:: Document section ::
Not sure what to expect during a home inspection—or if you need one? Set your mind at ease by following these house inspection tips for buyers.
By Jenny Rose Spaudo
Your offer just got accepted. Congratulations! Now it’s time for the next important step in becoming a new homeowner: the home inspection.
A certified home inspector can protect you from buying a house with major problems that could drain your bank account.
A home inspection might sound like an intimidating step, but it doesn’t have to be. In this article, we’re walking you step by step through the entire process. By the time you’re done reading, you’ll have a confident grasp on this important part of buying a home.
Points to remember about home inspections
- A home inspection gives buyers the chance to discover any issues with the home before buying it.
- It’s difficult to get a mortgage if you waive the home inspection.
- The buyer is typically the one who pays for the house inspection, which costs anywhere from $300 to $500.
- Home inspections can uncover issues that could put you and your family in danger.

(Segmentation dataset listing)

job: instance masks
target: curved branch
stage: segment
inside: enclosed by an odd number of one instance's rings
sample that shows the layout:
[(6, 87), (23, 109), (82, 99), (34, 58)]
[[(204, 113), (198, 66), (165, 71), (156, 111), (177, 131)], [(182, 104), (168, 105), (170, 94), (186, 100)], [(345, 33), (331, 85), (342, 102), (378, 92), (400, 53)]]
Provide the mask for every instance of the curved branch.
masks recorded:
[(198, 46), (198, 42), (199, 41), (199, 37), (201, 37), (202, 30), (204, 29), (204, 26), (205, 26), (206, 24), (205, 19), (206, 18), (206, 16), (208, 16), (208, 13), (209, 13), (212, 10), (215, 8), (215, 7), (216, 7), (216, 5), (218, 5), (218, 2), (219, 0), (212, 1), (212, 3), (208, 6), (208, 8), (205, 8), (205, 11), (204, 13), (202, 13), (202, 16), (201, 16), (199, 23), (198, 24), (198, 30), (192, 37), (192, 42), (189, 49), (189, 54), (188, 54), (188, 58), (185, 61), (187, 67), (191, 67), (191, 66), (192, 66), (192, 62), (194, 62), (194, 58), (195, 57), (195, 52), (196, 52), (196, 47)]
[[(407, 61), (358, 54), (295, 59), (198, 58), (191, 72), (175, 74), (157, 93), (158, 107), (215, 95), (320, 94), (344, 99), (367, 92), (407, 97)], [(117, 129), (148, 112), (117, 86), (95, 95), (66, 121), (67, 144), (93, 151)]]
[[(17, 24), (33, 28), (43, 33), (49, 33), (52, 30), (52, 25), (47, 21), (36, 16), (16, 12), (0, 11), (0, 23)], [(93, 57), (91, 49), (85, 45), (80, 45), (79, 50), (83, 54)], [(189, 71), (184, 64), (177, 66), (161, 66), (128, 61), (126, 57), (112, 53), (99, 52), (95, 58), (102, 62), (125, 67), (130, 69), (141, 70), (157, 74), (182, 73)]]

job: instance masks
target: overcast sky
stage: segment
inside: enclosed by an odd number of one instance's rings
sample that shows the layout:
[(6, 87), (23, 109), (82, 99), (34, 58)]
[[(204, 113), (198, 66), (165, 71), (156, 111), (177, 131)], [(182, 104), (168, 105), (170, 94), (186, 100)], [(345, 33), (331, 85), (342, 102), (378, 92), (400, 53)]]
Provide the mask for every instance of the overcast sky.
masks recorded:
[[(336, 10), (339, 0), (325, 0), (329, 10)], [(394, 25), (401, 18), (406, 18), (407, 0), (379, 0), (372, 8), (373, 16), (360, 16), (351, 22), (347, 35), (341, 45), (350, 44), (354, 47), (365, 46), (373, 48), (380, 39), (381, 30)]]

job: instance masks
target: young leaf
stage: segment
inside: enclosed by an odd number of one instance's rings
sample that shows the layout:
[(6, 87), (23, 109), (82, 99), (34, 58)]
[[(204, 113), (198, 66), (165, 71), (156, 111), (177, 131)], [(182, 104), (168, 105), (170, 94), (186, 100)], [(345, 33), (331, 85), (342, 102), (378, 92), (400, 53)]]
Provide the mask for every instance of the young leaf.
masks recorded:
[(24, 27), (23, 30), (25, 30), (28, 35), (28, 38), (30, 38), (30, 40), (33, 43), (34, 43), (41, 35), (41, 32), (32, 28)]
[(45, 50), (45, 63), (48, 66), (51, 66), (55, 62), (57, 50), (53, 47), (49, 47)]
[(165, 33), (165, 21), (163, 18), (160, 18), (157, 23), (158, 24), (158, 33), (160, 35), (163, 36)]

:: Task statement ::
Keep writing the article on home inspections for buyers, starting right after its last bullet point.

:: The answer ::
- If your home offer includes an inspection contingency, home inspections that reveal problems with the house give you a legal way to back out of the contract without penalty.
- A licensed home inspector will check the roof, walls, attic, foundation, windows, electrical systems, appliances, water heater, faucets, plumbing, ventilation, HVAC, and fire safety systems.
What is a home inspection contingency?
A home inspection contingency is a clause in your real estate contract that allows time for a licensed house inspector to check the seller’s home in a non-invasive way. If the inspection reveals any significant issues, you can retract your offer on the home without penalty—as long as it’s within the timeframe outlined in your contract.
Keep in mind that a home inspection is very different from a home appraisal, which is an unbiased opinion of a home’s value from a professional home appraiser. While an appraiser compares the home to similarly sized properties nearby, a home inspector checks the details of the house for any problems.
Why are homebuyers waiving inspections?
In a seller’s market, buyers face competition to buy homes they love. For example, in June 2021, some homes were getting as many as 50 bids—sometimes tens of thousands of dollars above asking price!
When competition is that fierce, some buyers waive their right to a home inspection to make their bid more attractive. It’s their way of telling the seller they won’t ask for costly concessions.
What are my other options?
Making an offer with an inspection contingency and foregoing the inspection altogether aren’t your only options as a homebuyer. There are two other valuable alternatives worth considering.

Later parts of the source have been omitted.